■ INSTRUCTION 1:
According to the passage on correlation methods, why is a line drawn through a scattergram?
■ INSTRUCTION 2:
Print the part of the passage on correlation methods starting at "The correlation coefficient" and ending at "strong linear relationship.".
■ INSTRUCTION 3:
List every religious group named in the passage on correlation methods.

■ SELECTED EXCERPT:
- - -
A statistical method, the bivariate correlation, which will be employed here, provides a single number which summarizes the relationship between two variables. This number, called correlation coefficient, indicates the degree to which variation (change) in one variable, such as a religious group, is related to variation in another, such as the merchant class. A correlation coefficient not only summarizes the strength of association between a pair of variables, but also provides an easy means for comparing the strength of relationship between one pair of variables, for example, merchants and Catholics, and a different pair, like Jews and Uniats.12
The use of scattergrams and the Pearson product-moment correlation (r) will produce a clear picture of such relations. A scattergram is a graph of data points based on two variables, where one variable defines the horizontal axis and the other defines the vertical axis. The values of the variables for any given case serve as the coordinates of the point representing that case. Scattergrams, however, often suffer from excessive detail. One way to reduce the detail is to draw a straight or curved line through the scattergram in such manner that it approximates the pattern of points.13 The line of best fit is the one in which the vertical distances of all the points from the line are minimized. The line itself is called the regression line.14
In social science research it is unusual to find a straight regression line which perfectly fits the data. Occasionally, the true relationship does not quite fit the curve being drawn or because of errors or imprecisions in collection of the data, a measure of the "goodness of fit" of the regression
line is used to compensate for these errors. The Pearson product-moment correlation coefficient, symbolized by "r", serves this purpose for linear regression. When there is a perfect fit (no error), "r", the regression coefficient, takes on the value of +1.0 or -1.0. A negative "r" does not mean a bad fit, rather it denotes an inverse relationship. As X becomes larger, Y tends to become smaller.
The correlation coefficient can be determined through the use of Pearson's "r". Pearson's "r" serves as an indicator of the "goodness of fit" of the linear regression, and will also indicte the strength of the measure of association in the linear relationship between the two variables. If the value of "r" approaches +1.0 or -1.0, one can assume the presence of a strong linear relationship.
- - -
[Labeled region records]
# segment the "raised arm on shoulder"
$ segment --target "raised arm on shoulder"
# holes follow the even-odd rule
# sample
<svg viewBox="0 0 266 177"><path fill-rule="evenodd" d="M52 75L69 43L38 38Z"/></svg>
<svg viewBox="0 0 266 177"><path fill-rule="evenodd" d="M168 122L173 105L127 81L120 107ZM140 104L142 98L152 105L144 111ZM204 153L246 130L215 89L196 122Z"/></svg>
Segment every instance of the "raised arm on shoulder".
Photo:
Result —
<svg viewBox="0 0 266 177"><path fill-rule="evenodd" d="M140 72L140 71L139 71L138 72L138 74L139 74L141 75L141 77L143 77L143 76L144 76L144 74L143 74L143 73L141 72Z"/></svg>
- - -
■ COMPLETE RESPONSE 1:
Scattergrams often suffer from excessive detail. Drawing a straight or curved line that approximates the pattern of points reduces that detail.

■ COMPLETE RESPONSE 2:
The correlation coefficient can be determined through the use of Pearson's "r". Pearson's "r" serves as an indicator of the "goodness of fit" of the linear regression, and will also indicte the strength of the measure of association in the linear relationship between the two variables. If the value of "r" approaches +1.0 or -1.0, one can assume the presence of a strong linear relationship.

■ COMPLETE RESPONSE 3:
Catholics, Jews, Uniats